----- Text

ABOUT ME

About me: My husband Chuck, our six-year-old Junior, our three-year-old Everette and I live in a town in Connecticut I affectionately call Mulletville Lite (aka my childhood hometown). My friends call me Nutjob, and they're right. In my husband's spare time he dresses up as a Viking and chases ghosts (and I'm the nutjob?). When I'm not busy working as a graphic designer, I lie in a ball in the corner.

Tuesday, January 31, 2012

Important bedtime discussions

Every time my mother comes to Connecticut to babysit the two kids, she spends the night. It's just the way it goes. She lives a few states over. The poor woman can't spend her life on the highway.

As much as I appreciate the free (and loving) childcare, having my mother hunker down with us two or three nights a week gets old really fast, especially since we don't have a guest room. When she starts rubbing her eyes at 8:45 pm and unpacking her pajamas, Chuck and I retreat up to the bedroom.

If we were a horny pair of 17-year-old virgins, the last part of that sentence would have ended with Wink, wink. (Or heavy petting followed by wahooooooo! Again!) Sadly, we are a somewhat middle-aged pair of stressed out, exhausted parents who are leaking hormones left and right.

Instead of rockin' the roost, we have conversations like this one:

Me: Why don't we like horses? Shouldn't one of us like horses?

Chuck: I don't know.

Me: Some people really like horses. What happened to us?

Chuck: Um, I don't know.

Me: Should we go to a stable and try to like a horse? You know, brush one or something?

Chuck: If you want to...

Me: People who like horses seem to like to brush them. Maybe that's what happened: We never got into grooming a horse.

Chuck: Could be.

Me: Would you go to a stable with me? If I suddenly became obsessed with horses? Even if we had to get up at eight in the morning and drag the kids? Even if it was the last thing you wanted to do?

Chuck: I guess.

Me: What do you mean, You guess?

Chuck: I mean, sure.

Me: It's that kind of ambivalence that's going to lead us straight to divorce court.

Chuck: [Sigh] Really? We're going to divorce because of a horse we don't even know if we like?

Me: Stranger things have happened.

Chuck: I think we should go to sleep.

Me: What about the horse thing? Shouldn't we make a decision? Like, are we horse people or not?

Chuck: We're not! Shut up and go to sleep.

Me: I guess you never read Black Beauty as a kid...

Chuck: Goodnight...

Me: You're not even going to try to get with me?

Chuck: All the horse talk kind of killed it.

Me: If this marriage is going to work, you're going to have to love me and my horse.

Chuck: Please stop talking.

Me: Would it help if I said, 'Ride me?' "

Chuck: No.

Me: Do you want to brush my long mane?

Chuck: NO!

Me: FINE! Sheesh.

Chuck: [Rolling over] Do you think your mom would ever sleep in the garage?

Sunday, January 29, 2012

Why my driveway has the traffic of a room-by-the-hour motel parking lot


My jaw hurts. No, not from that. Gawd, didn't you read my last post?

----------
----- Supplied entries

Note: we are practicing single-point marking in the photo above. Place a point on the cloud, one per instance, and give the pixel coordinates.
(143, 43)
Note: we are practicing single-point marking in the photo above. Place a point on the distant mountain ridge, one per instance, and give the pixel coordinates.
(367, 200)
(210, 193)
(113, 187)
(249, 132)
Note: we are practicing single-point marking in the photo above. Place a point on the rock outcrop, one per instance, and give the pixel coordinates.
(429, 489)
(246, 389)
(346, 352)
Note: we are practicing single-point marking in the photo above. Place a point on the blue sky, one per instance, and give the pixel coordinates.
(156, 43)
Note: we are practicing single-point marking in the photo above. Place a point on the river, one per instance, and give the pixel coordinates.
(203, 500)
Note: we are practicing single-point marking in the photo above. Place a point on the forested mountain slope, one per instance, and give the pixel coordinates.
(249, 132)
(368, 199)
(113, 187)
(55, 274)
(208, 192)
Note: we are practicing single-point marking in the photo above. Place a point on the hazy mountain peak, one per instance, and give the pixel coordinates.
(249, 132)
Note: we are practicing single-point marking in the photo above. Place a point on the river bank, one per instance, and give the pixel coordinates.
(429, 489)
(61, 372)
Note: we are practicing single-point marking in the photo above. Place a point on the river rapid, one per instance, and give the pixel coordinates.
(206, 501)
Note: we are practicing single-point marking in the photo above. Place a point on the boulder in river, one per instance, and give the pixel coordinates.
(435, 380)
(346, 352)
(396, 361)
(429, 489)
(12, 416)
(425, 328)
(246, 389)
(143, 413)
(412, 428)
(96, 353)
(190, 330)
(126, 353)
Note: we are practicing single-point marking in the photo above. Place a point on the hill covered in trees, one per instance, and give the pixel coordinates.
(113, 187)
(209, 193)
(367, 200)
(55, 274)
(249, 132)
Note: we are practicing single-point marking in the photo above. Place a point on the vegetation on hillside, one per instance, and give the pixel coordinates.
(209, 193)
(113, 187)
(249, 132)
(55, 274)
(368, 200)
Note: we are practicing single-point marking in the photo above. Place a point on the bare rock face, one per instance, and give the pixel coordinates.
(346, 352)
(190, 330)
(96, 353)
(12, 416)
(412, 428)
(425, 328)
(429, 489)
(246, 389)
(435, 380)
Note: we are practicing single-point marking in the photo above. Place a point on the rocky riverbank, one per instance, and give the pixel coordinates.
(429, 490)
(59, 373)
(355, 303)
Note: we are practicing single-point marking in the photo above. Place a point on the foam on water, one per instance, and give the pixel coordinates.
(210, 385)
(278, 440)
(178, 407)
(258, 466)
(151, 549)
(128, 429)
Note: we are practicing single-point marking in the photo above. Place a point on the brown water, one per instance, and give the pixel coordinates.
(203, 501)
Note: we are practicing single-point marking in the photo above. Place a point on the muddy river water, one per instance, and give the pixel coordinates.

----------

• _Aim_: Copy the blog post word for word from "Me: Stranger things" up to and including "people or not?".

• _Response for this exercise_:
Me: Stranger things have happened.

Chuck: I think we should go to sleep.

Me: What about the horse thing? Shouldn't we make a decision? Like, are we horse people or not?